_TASKS AND EXERCISES_
1) Rewrite the oil-price scenario in the pairs trading article, everything from "Let’s consider this" down to "by systematic risks.", changing "spurious" to "illusory".
2) Decide whether each statement below agrees with the pairs trading article. Answer yes or no for each, and quote the words that settle it. (a) The article assumes that prices are log-normally distributed. (b) The article says Exxon Mobile is likely to rise when the oil price drops. (c) The article says mean reversion trading should trade on systematic risks.

Using Returns in Pairs Trading

This blog article is taken from our book [1].

In most entry-level materials on pairs trading such as in [2],  a mean reverting basket is usually constructed by this relationship:

\(P_t – \gamma Q_t = Z_t, \textrm{(eq. 1)}\)

, where \(P_t\) is the price of asset \(P\) at time t, \(Q_t\) the price of asset \(Q\) at time t, and \(Z_t\) the price of the mean reverting asset to trade. One way to find \(\gamma\) is to use cointegration. There are numerous problems in this approach as detailed in [1]. To mention a few: the identified portfolios are dense; executions involve considerable transaction costs; the resultant portfolios behave like insignificant and non-tradable noise; cointegration is too stringent and often unnecessary a requirement to satisfy.

This article highlights one important problem: it is much better to work in the space of (log) returns than in the space of prices. Therefore, we would like to build a mean reverting portfolio using a similar relationship to (eq. 1) but in returns rather than in prices.

The Benefits of Using Log Returns

When we compare the prices of two assets, [… TODO …]


A Model for a Mean Reverting Synthetic Asset

Let’s assume prices are log-normally distributed, which is a popular assumption in quantitative finance, esp. in options pricing. Then, prices are always positive, satisfying the condition of “limited liability” of stocks. The upside is unlimited and may go to infinity. [5] We have:

\(P_t = P_0\exp(r_{P,t}) \\ Q_t = Q_0\exp(r_{Q,t}), \textrm{eq. 2}\)

\(r_{P,t}\) is the return for asset \(P\) between times 0 and t; likewise for asset \(Q\).

Instead of applying a relationship, e.g., cointegration (possible but not a very good way), to the pair on prices, we can do it on returns. This is possible because, just like prices, the returns at time t are simply random walks, hence \(I(1)\) series. We have (dropping the time subscript):

\(r_P – \gamma r_Q = Z, \textrm{(eq. 3)}\)

Of course, the \(\gamma\) is a different coefficient; the \(Z\) a different white noise.

Remove the Common Risk Factors

Let’s consider this scenario. Suppose the oil price suddenly drops by half (as is developing in the current market). Exxon Mobile (XOM), being an oil company, follows suit. American Airlines (AAL), on the other hand, can save cost on fuel and may rise. The naive (eq. 3) will show a big disequilibrium and signal a trade on the pair. However, this disequilibrium is spurious. Both XOM and AAL are simply reacting to the new market/oil regime and adjust their “fair” prices accordingly. (Eq. 3) fails to account for the common oil factor to both companies. Mean reversion trading should trade only on idiosyncratic risk that are not affected by systematic risks.

_Excerpts from point annotation data_

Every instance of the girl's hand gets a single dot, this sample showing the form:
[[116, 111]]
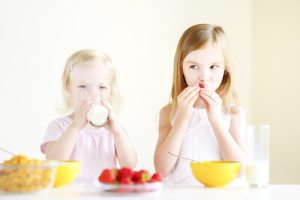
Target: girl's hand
[[80, 119], [186, 100], [113, 124], [213, 103]]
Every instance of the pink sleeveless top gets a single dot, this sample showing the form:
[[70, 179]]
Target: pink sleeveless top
[[95, 149]]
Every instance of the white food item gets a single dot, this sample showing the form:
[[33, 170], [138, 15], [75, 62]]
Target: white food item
[[98, 115]]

_TASK-BY-TASK SOLUTIONS_
1)
Let’s consider this scenario. Suppose the oil price suddenly drops by half (as is developing in the current market). Exxon Mobile (XOM), being an oil company, follows suit. American Airlines (AAL), on the other hand, can save cost on fuel and may rise. The naive (eq. 3) will show a big disequilibrium and signal a trade on the pair. However, this disequilibrium is illusory. Both XOM and AAL are simply reacting to the new market/oil regime and adjust their “fair” prices accordingly. (Eq. 3) fails to account for the common oil factor to both companies. Mean reversion trading should trade only on idiosyncratic risk that are not affected by systematic risks.

2)
(a) Yes: "Let’s assume prices are log-normally distributed"
(b) No: "Exxon Mobile (XOM), being an oil company, follows suit."
(c) No: "Mean reversion trading should trade only on idiosyncratic risk that are not affected by systematic risks."